◆ READING PASSAGE ◆

........

The recent outbreak of E.coli (Escherichia coli) infections in Germany and other parts of Europe has highlighted the devastating effects this microbe can have on human populations. There have been 35 deaths and over 3,000 individuals infected with this particular strain of E.coli. However, E.coli strains also form a vital part of the human gut environment, carrying out essential metabolic processes for our survival. So, how can E.coli seem like a “wolf in sheep’s clothing”?
E.coli bacteria are widespread, rod-shaped microbes (their size is a 1000th of this, -, hyphen). Most strains of E.coli are harmless, residing peacefully in the gut of animals such as cattle and humans. Within the human gut, E.coli colonises within two days of birth, contributing to the vast numbers of microbes that form an important community. E.coli performs a valuable function in the human gut – the production of vitamin K. Vitamin K is essential for the normal clotting of blood and its production by gut E.coli supplements the small amount obtained from the diet.
There are, however, many different strains of E.coli, some of which cause harmful effects. One such strain of E.coli causes a bloody diarrhoea, due to the production of a toxin (poison) called Shiga toxin (this strain is known as Shiga-toxin E.coli, STEC). The toxin damages small blood vessels, such as those in the gut and other organs, and in certain cases proceeds to cause kidney failure, by inducing haemolytic-uremic syndrome, which damages red blood cells and can be fatal. STEC is found in the guts of cattle and infection can occur via contact with cow meat or faeces. So it is not surprising that the source of the German outbreak was thought to be from organic vegetables, where the use of manure as fertiliser is common.

........

◆ SOURCE MATERIAL ◆
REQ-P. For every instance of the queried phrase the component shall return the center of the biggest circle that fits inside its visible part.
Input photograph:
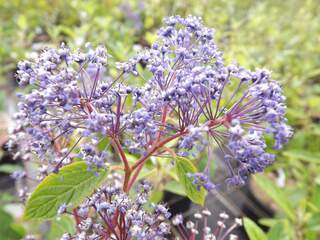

........

◆ PROBLEM DESCRIPTION ◆
Reproduce the entire E. coli text from above, word for word and with nothing changed or left out.

◆ EXERCISE RESPONSE ◆
The recent outbreak of E.coli (Escherichia coli) infections in Germany and other parts of Europe has highlighted the devastating effects this microbe can have on human populations. There have been 35 deaths and over 3,000 individuals infected with this particular strain of E.coli. However, E.coli strains also form a vital part of the human gut environment, carrying out essential metabolic processes for our survival. So, how can E.coli seem like a “wolf in sheep’s clothing”?
E.coli bacteria are widespread, rod-shaped microbes (their size is a 1000th of this, -, hyphen). Most strains of E.coli are harmless, residing peacefully in the gut of animals such as cattle and humans. Within the human gut, E.coli colonises within two days of birth, contributing to the vast numbers of microbes that form an important community. E.coli performs a valuable function in the human gut – the production of vitamin K. Vitamin K is essential for the normal clotting of blood and its production by gut E.coli supplements the small amount obtained from the diet.
There are, however, many different strains of E.coli, some of which cause harmful effects. One such strain of E.coli causes a bloody diarrhoea, due to the production of a toxin (poison) called Shiga toxin (this strain is known as Shiga-toxin E.coli, STEC). The toxin damages small blood vessels, such as those in the gut and other organs, and in certain cases proceeds to cause kidney failure, by inducing haemolytic-uremic syndrome, which damages red blood cells and can be fatal. STEC is found in the guts of cattle and infection can occur via contact with cow meat or faeces. So it is not surprising that the source of the German outbreak was thought to be from organic vegetables, where the use of manure as fertiliser is common.